**Extract provided:**
....

Employers must allow employees to take their vacation within a certain period after the year in which it was earned. It is not generally permissible for employees to carry over their vacation entitlement beyond the time limits provided for in their jurisdiction. Generally, the timing of an employee's vacation is at the employer's discretion. As a result, many jurisdictions require employers to give employees minimum notice of their vacation dates.
Further, each jurisdiction has rules on the calculation of employees' holiday pay. The amount of holiday pay is determined as a proportion of an employee's total wages during the year in which the entitlement to vacation was acquired.
3.4 Is there a requirement to provide sick leave? If so, what is the minimum that employees are entitled to receive?
All Canadian jurisdictions provide employees with an entitlement to sick leave. In some jurisdictions, some or all of the sick leave days that an employee is entitled to take will be paid. Moreover, while the number of days varies by jurisdiction, employment contracts, collective agreements and supplemental health insurance benefits may provide for a greater right or benefit than what is statutorily required. Thus, many employees are entitled to more sick days than what the minimum standards provide.
3.5 Is there a statutory retirement age? If so, what is it?
There is no statutory retirement age in Canada and human rights tribunals have found mandatory retirement to be discriminatory. Both federal and provincial human rights codes protect Canadians from age discrimination. Some Canadian jurisdictions provide for an exception where the retirement age can be justified as bona fide in the circumstances of a particular job. For example, under Ontario's Human Rights Code, an employee's right to equal treatment with respect to employment is not infringed if the age of the applicant is a reasonable and bona fide qualification because of the nature of the employment, as might be the case in respect of physically demanding jobs. Moreover, in New Brunswick, an employee that reaches a certain age may be obligated to retire if this is stipulated in a bona fide pension plan.
4 Discrimination and harassment
4.1 What actions are classified as unlawfully discriminatory?

....

**Data rows:**
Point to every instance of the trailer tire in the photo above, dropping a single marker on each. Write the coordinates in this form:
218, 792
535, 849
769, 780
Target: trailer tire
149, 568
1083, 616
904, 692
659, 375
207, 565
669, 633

....

**Tasks for this exercise:**
1. Render this sentence from the Canadian employment law overview into French: "There is no statutory retirement age in Canada and human rights tribunals have found mandatory retirement to be discriminatory."
2. According to the Canadian employment law overview, why do many jurisdictions require employers to give employees minimum notice of their vacation dates? Answer in one to three sentences.
3. Carry the Canadian employment law overview forward from its final line, picking up right after the heading "4.1 What actions are classified as unlawfully discriminatory?"

**Answers given:**
1. Il n'existe aucun âge de retraite prévu par la loi au Canada, et les tribunaux des droits de la personne ont jugé que la retraite obligatoire était discriminatoire.

2. The timing of an employee's vacation is generally left to the employer's discretion. Because of this, many jurisdictions require employers to give employees minimum notice of when their vacation will be.

3.
Discrimination is the unlawful imposition of burdens on an individual or group by virtue of their possession of certain protected characteristics. Discrimination is closely linked to stereotyping and prejudice and may be advertent or inadvertent, specific or systemic.
There are two broad categories of discrimination: direct discrimination and indirect discrimination. Direct discrimination occurs when an employer institutes a practice or rule which, on its face, discriminates against an individual on a prohibited ground. For instance, an example of direct discrimination might be where an employer has a policy that only men are allowed breaks, which would discriminate against individuals who do not identify as men.
Indirect or ‘adverse-effect' discrimination occurs when an employer institutes a practice or rule which is facially neutral, but has the effect of being discriminatory on the basis of a prohibited ground, in the sense of imposing disproportionate burdens. The core aspect of indirect discrimination is that it imposes greater obligations, penalties or conditions upon those employees because of the prohibited ground than it does on other employees. For example, a mandatory workplace dress code or uniform could effectively require individuals who wear religious garments, such as turbans or kippahs, to abandon their religious practice in order to comply with the workplace policy and participate fully in the workplace.
4.2 Are there specified groups or classifications entitled to protection?
The Canadian Charter of Rights and Freedoms and the human rights codes in each province protect broadly similar groups and classifications.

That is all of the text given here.